## WHAT YOU NEED TO DO:
Beginning at the line that contains "Can you see the dirt", reproduce every line to the end of the material without changing any of them.
** START SUPPLIED MATERIAL **
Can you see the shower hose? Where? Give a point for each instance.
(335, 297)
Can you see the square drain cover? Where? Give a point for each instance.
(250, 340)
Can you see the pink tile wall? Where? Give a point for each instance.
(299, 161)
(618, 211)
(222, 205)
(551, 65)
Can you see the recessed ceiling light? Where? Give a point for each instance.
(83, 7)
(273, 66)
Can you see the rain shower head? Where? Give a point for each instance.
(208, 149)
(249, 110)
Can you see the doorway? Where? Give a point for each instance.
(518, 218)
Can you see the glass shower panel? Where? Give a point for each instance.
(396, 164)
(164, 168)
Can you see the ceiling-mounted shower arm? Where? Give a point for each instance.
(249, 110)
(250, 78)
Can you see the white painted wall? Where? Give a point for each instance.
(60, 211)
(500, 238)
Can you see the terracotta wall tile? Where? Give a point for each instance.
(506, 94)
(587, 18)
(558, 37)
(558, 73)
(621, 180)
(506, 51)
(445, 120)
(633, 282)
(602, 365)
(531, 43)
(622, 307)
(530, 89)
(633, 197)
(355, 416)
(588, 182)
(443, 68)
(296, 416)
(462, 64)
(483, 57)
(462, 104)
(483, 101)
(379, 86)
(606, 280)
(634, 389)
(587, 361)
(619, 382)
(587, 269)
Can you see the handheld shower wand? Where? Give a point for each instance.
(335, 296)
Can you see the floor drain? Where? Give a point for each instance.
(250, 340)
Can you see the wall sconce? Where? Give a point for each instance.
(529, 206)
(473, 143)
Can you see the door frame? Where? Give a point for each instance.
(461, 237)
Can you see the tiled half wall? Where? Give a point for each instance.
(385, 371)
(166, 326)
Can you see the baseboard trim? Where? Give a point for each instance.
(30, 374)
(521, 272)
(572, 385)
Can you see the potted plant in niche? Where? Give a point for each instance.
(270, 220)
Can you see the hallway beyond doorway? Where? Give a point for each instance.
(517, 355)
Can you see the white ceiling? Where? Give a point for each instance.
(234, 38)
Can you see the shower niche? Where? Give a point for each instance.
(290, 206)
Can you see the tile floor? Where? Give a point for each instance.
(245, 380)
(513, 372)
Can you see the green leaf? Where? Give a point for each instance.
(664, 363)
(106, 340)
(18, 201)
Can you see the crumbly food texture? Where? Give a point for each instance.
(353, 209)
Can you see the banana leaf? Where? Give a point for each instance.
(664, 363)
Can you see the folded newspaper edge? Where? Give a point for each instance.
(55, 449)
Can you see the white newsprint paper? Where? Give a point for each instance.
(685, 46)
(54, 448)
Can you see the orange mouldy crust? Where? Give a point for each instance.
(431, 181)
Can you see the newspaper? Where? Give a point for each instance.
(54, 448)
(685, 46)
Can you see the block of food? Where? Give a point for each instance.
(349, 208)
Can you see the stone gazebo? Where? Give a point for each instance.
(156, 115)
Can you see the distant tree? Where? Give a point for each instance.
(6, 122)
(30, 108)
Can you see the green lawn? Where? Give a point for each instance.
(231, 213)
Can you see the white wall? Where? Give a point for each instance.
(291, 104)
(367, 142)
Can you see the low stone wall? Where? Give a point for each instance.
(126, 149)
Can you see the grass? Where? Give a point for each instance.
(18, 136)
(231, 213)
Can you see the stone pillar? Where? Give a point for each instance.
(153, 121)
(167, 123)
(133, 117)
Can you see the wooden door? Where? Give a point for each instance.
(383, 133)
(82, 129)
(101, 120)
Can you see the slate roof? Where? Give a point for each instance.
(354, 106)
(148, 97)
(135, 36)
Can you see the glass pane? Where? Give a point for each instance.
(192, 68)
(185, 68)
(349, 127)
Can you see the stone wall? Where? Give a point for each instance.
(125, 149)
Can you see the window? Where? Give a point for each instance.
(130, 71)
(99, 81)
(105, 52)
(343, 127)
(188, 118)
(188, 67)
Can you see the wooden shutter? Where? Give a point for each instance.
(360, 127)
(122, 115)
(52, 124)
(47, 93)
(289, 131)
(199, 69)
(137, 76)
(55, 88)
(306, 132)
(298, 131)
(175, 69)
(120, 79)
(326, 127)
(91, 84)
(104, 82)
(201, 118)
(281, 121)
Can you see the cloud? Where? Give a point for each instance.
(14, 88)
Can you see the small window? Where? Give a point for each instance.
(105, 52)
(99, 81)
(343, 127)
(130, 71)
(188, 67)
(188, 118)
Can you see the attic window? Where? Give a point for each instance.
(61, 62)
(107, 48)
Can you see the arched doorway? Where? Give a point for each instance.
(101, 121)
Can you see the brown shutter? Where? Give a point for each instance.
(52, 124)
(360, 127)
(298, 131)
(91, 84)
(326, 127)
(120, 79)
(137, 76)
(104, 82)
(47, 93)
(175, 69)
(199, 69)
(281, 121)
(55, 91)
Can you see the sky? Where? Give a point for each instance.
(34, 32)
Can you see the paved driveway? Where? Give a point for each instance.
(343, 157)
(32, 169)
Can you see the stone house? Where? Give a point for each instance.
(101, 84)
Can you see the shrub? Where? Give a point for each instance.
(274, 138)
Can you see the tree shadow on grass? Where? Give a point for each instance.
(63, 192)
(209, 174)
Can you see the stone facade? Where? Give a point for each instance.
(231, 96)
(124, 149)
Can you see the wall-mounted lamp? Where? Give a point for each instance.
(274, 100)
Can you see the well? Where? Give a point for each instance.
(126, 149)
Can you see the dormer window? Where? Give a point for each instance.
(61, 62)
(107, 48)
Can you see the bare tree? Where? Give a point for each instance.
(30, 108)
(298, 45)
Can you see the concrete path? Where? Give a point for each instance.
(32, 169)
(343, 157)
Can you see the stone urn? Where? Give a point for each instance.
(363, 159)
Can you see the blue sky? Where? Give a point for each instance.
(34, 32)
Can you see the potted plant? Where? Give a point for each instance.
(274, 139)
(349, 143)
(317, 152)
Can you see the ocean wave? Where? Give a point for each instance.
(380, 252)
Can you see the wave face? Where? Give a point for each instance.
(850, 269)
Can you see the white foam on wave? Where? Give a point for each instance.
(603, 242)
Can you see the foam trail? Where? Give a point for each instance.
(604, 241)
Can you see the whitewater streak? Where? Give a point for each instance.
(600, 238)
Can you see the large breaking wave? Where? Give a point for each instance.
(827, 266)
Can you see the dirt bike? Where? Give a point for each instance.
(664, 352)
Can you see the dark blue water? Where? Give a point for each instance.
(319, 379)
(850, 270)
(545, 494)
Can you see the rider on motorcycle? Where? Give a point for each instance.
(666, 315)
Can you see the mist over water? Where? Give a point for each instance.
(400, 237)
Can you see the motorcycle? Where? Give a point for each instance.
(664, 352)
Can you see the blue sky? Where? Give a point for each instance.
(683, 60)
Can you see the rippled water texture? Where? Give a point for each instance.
** END SUPPLIED MATERIAL **
## SOLUTION:
Can you see the dirt bike? Where? Give a point for each instance.
(664, 352)
Can you see the dark blue water? Where? Give a point for each instance.
(319, 379)
(850, 270)
(545, 494)
Can you see the rider on motorcycle? Where? Give a point for each instance.
(666, 315)
Can you see the mist over water? Where? Give a point for each instance.
(400, 237)
Can you see the motorcycle? Where? Give a point for each instance.
(664, 352)
Can you see the blue sky? Where? Give a point for each instance.
(683, 60)
Can you see the rippled water texture? Where? Give a point for each instance.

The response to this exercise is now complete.